_Aim_:
Report every line in the lines below that contains the word "player", treating uppercase and lowercase letters as distinct.

════════

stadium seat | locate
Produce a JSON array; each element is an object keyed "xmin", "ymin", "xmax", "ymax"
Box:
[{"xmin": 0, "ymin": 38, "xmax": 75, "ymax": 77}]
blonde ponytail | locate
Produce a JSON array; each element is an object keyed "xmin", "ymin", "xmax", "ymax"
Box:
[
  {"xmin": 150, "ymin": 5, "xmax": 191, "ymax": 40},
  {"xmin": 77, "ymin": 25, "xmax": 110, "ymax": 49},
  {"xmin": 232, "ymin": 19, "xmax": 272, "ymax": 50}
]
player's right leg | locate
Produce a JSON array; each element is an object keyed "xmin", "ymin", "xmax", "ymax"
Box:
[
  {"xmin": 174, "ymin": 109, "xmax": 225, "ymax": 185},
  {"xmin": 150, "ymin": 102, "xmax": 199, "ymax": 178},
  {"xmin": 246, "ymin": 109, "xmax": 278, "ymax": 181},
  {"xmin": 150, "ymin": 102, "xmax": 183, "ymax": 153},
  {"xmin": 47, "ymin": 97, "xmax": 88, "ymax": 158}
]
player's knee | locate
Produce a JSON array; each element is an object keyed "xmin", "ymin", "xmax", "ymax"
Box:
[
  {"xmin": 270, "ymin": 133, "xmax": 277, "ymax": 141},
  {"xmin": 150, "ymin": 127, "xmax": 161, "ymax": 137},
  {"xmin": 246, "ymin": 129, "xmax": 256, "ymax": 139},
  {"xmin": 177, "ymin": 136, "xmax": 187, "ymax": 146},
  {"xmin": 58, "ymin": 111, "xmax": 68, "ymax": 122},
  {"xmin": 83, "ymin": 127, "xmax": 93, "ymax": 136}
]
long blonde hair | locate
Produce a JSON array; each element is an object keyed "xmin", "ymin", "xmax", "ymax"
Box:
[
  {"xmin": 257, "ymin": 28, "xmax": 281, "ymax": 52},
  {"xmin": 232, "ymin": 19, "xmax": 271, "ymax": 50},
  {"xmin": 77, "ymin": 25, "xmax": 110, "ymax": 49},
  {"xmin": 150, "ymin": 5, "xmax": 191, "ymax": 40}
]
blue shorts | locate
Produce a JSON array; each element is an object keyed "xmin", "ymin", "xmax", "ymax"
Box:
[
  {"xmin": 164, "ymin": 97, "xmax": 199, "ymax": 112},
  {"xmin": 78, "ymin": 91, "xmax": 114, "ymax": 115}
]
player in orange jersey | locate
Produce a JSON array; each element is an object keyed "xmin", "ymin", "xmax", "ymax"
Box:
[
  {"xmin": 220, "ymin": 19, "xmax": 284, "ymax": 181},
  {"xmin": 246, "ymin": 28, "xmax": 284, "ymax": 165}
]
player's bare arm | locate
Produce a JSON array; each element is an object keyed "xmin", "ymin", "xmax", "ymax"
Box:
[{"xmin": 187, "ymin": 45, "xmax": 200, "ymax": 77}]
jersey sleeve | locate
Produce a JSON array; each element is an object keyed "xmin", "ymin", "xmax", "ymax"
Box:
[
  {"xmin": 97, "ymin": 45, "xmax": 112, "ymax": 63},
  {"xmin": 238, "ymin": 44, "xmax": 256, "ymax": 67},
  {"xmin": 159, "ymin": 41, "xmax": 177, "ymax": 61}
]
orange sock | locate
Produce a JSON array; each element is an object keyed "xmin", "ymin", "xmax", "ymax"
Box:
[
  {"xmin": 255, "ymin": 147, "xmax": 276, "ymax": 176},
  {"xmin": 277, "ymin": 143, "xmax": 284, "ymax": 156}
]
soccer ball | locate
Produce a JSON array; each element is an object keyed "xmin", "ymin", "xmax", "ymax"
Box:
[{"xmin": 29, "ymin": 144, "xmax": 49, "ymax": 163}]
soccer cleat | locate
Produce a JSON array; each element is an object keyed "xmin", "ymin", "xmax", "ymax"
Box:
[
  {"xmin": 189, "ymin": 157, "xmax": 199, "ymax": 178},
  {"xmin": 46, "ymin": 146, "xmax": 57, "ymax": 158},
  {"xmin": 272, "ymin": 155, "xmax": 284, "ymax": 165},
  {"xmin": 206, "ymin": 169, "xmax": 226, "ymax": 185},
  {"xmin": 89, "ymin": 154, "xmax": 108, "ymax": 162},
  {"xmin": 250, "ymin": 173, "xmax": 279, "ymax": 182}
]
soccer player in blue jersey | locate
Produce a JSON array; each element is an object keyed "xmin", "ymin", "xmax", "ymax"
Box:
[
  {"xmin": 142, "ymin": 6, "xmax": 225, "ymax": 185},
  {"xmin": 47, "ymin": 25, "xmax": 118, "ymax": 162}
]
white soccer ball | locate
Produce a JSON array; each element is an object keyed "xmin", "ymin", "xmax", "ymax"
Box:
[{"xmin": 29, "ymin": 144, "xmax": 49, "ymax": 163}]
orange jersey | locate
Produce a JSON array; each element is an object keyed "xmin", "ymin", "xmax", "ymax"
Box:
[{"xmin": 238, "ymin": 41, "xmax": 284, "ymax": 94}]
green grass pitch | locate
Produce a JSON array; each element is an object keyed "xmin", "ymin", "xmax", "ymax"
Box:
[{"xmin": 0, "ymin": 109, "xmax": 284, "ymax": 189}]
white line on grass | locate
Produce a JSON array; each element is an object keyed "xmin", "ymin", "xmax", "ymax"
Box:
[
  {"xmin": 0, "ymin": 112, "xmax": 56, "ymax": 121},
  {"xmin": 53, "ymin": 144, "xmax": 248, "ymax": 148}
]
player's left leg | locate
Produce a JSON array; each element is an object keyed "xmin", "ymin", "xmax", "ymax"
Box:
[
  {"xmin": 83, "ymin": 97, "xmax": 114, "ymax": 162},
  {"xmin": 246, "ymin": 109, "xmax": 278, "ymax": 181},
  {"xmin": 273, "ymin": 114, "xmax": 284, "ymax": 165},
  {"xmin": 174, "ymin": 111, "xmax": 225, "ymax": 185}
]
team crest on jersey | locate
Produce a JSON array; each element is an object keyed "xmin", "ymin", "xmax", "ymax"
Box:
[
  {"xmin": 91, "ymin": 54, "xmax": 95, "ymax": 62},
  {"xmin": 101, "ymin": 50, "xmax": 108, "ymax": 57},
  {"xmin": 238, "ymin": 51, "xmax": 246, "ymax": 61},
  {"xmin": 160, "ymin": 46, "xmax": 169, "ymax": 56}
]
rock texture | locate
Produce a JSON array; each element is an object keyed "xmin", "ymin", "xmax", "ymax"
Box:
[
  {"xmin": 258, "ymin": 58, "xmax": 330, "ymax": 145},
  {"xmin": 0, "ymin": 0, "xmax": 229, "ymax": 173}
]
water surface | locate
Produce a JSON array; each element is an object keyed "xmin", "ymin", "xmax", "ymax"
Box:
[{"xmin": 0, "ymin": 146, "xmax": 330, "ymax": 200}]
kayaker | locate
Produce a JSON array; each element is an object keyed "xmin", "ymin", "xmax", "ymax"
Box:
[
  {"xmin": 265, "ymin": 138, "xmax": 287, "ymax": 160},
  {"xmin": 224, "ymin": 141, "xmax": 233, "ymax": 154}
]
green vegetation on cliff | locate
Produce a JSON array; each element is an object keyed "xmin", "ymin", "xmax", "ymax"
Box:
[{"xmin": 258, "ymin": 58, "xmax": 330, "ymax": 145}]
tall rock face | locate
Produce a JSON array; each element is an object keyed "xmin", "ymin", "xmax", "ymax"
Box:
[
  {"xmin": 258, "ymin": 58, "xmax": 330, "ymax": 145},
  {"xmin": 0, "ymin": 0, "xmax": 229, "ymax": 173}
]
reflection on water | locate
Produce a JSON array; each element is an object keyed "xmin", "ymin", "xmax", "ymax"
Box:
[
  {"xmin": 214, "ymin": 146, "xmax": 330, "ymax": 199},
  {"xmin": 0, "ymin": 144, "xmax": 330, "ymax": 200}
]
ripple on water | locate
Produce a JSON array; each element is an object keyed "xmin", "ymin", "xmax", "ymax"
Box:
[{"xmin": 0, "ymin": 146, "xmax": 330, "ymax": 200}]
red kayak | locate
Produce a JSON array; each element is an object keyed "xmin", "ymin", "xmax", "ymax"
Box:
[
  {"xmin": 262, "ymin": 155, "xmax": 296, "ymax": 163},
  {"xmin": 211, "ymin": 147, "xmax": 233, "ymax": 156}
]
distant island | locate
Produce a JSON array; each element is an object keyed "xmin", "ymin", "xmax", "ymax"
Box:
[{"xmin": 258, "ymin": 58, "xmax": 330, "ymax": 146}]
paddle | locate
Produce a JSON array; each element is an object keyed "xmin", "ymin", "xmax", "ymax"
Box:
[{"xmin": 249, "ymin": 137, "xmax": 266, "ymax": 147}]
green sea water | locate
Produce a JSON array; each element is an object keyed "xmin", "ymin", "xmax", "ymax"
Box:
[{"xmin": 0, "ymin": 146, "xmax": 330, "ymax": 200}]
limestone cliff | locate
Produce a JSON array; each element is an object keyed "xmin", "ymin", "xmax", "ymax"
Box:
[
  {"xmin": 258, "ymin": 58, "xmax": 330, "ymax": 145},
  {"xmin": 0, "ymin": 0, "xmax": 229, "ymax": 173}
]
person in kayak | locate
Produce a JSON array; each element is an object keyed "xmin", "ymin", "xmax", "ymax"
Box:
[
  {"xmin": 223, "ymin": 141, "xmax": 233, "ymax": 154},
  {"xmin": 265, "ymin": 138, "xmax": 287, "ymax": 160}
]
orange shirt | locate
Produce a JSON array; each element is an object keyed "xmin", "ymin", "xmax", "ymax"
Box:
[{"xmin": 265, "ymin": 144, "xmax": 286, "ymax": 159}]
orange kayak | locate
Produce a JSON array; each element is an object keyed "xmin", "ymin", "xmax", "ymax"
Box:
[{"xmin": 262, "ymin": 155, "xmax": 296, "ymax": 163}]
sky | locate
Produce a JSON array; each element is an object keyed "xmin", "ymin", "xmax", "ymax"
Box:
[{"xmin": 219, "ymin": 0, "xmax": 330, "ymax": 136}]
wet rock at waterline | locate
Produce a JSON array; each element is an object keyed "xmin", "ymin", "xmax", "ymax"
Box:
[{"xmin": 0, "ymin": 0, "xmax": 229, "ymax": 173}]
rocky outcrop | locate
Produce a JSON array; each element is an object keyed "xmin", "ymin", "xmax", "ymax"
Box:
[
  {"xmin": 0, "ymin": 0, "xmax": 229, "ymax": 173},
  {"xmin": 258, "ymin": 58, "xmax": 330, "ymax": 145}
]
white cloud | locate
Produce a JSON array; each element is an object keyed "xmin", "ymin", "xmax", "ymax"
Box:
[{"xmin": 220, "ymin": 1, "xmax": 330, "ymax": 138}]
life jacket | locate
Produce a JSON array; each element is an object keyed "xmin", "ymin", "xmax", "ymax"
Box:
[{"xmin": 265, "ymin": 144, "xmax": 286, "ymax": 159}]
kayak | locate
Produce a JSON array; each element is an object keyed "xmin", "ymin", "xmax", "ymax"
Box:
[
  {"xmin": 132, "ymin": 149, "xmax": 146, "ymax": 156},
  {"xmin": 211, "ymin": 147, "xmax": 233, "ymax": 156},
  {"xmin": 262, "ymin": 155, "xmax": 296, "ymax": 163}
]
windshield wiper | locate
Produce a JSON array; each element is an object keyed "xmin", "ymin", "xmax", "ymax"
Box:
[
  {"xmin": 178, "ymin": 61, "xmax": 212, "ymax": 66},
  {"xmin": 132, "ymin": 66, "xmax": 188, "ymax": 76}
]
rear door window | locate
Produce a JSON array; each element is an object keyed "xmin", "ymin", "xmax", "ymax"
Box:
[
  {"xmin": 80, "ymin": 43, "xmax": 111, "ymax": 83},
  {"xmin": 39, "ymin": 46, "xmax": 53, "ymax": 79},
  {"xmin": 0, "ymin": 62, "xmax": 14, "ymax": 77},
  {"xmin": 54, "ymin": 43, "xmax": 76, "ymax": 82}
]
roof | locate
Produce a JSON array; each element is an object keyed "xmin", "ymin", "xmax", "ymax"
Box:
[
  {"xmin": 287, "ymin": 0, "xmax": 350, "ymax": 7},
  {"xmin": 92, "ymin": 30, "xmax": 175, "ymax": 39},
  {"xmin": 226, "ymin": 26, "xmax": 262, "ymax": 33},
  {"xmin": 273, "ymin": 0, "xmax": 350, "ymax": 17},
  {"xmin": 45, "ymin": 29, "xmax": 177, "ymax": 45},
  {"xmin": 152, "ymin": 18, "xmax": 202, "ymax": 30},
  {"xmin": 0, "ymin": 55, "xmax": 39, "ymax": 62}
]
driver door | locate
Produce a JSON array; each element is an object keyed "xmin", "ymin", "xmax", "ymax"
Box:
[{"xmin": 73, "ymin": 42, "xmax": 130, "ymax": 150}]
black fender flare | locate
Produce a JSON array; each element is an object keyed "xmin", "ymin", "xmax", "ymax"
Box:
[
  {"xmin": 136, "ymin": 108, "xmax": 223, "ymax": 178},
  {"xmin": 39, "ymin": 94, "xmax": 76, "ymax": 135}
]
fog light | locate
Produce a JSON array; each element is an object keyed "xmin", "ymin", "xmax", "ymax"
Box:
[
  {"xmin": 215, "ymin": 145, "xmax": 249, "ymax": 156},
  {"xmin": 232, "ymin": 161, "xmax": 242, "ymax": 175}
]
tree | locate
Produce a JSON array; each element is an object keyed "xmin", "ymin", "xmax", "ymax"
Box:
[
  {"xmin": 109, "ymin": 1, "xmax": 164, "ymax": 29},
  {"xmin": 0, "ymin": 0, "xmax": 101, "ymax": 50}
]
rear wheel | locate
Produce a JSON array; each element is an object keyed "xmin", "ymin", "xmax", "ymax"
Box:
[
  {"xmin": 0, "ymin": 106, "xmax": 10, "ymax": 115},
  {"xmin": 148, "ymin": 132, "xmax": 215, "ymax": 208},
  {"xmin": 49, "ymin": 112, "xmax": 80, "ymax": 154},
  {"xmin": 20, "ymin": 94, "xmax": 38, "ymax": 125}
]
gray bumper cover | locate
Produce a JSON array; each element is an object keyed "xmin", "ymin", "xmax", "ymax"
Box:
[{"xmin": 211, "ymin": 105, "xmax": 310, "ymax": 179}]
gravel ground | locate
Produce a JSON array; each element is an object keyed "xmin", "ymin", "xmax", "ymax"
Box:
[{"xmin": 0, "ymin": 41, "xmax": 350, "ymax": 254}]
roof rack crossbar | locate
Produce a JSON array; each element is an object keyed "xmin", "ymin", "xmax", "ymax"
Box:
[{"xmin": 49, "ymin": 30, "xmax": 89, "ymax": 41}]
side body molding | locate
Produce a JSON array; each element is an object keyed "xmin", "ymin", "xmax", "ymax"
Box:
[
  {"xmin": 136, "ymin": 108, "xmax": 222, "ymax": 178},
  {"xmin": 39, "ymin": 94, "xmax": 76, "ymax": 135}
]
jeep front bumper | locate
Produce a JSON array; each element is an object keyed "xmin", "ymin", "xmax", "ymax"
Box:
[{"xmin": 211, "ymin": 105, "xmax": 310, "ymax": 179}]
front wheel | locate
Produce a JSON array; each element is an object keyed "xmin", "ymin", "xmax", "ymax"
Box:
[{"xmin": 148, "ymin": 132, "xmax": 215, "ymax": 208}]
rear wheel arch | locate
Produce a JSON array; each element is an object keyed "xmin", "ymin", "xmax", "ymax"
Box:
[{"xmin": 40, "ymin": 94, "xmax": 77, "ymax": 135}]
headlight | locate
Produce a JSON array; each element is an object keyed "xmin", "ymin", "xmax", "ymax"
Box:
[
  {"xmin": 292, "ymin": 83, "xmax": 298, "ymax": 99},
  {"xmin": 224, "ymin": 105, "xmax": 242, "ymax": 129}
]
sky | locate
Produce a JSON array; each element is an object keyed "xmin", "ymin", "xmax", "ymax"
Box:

════════

_Finished answer_:
player's right leg | locate
player's knee | locate
player in orange jersey | locate
player's bare arm | locate
soccer player in blue jersey | locate
player's left leg | locate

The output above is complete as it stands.